* START Data *

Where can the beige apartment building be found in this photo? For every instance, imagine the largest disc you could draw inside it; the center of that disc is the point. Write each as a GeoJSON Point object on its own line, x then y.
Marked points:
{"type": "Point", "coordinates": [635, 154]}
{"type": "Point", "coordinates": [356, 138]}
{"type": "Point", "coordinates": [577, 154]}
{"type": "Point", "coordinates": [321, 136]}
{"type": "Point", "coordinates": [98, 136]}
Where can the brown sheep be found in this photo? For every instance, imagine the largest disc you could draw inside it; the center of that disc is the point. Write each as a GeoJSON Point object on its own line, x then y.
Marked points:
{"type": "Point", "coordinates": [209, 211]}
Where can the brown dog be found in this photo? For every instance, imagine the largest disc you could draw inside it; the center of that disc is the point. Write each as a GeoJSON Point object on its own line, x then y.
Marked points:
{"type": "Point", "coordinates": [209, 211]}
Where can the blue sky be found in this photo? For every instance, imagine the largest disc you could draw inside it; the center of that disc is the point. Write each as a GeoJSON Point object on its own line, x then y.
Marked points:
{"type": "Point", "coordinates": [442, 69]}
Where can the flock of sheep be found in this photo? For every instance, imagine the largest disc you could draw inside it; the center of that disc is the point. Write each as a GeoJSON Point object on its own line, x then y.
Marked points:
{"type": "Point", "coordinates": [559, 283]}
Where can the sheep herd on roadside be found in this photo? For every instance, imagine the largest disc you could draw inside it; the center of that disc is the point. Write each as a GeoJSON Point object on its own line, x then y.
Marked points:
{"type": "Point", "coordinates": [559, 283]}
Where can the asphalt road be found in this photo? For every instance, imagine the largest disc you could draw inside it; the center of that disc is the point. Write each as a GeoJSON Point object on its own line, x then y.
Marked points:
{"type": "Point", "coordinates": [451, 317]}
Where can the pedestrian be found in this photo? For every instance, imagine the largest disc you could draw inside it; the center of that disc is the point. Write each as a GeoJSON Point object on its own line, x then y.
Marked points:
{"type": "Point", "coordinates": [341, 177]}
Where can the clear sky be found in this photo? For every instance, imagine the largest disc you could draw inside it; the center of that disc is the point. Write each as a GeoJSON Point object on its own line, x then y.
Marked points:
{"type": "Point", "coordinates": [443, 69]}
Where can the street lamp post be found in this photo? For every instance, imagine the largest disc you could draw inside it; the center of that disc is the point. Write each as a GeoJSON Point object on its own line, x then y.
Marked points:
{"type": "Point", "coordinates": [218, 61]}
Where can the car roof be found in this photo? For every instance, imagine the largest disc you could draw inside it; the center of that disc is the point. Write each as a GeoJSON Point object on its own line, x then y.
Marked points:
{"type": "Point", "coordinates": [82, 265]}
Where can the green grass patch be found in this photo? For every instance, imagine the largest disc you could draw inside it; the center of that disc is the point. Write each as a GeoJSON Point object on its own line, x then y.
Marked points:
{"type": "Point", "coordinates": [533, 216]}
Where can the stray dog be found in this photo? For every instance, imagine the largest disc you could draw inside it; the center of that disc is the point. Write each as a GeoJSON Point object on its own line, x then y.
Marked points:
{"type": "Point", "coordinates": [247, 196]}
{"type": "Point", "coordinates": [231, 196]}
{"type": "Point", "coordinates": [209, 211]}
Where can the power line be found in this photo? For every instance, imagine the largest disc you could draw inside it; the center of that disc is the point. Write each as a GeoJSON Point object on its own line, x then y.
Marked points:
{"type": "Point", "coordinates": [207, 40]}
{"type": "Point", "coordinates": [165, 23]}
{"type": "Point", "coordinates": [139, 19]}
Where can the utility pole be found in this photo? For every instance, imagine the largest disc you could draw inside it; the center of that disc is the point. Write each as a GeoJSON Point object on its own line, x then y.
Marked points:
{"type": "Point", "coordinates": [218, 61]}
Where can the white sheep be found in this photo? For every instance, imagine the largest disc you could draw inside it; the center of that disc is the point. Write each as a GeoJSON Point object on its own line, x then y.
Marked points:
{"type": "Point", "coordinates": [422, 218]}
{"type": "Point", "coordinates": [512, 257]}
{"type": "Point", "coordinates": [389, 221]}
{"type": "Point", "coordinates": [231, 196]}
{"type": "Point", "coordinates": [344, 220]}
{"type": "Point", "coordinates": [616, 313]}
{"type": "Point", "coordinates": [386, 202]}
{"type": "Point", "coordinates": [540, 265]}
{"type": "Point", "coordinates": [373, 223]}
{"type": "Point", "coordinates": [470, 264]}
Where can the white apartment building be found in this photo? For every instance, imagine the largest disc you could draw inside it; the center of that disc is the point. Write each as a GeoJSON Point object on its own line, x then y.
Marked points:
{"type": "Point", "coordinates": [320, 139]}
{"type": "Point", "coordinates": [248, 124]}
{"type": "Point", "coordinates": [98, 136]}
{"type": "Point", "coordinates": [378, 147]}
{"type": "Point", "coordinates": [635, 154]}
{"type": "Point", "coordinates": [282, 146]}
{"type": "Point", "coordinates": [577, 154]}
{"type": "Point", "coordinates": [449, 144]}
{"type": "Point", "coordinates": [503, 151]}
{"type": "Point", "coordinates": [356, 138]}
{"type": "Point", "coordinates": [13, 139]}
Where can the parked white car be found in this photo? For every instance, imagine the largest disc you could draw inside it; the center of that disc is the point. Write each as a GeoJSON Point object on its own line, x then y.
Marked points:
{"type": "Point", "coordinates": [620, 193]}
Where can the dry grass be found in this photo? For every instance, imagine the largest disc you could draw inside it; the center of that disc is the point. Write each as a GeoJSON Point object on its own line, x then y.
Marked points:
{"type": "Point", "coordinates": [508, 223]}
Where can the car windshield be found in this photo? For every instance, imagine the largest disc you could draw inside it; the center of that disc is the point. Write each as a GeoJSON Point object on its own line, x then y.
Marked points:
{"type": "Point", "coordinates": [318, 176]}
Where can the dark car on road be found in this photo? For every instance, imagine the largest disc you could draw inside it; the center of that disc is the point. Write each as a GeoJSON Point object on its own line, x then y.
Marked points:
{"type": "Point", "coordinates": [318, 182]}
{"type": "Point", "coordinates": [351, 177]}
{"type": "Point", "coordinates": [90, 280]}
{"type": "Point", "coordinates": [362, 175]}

* END Data *

Task brief:
Copy out every line from the one containing "Where can the car windshield" to the end of the material, both ends included.

Written solution:
Where can the car windshield be found in this photo? For every instance, imagine the largest disc you could draw inside it; the center of that disc is the point. Write each as a GeoJSON Point object on its own line, x then y.
Marked points:
{"type": "Point", "coordinates": [318, 176]}
Where can the dark car on road be found in this photo? For every instance, imagine the largest disc you could draw inside it; the center of that disc is the point. Write each as a GeoJSON Point object on its own line, x then y.
Marked points:
{"type": "Point", "coordinates": [318, 182]}
{"type": "Point", "coordinates": [351, 177]}
{"type": "Point", "coordinates": [90, 280]}
{"type": "Point", "coordinates": [362, 175]}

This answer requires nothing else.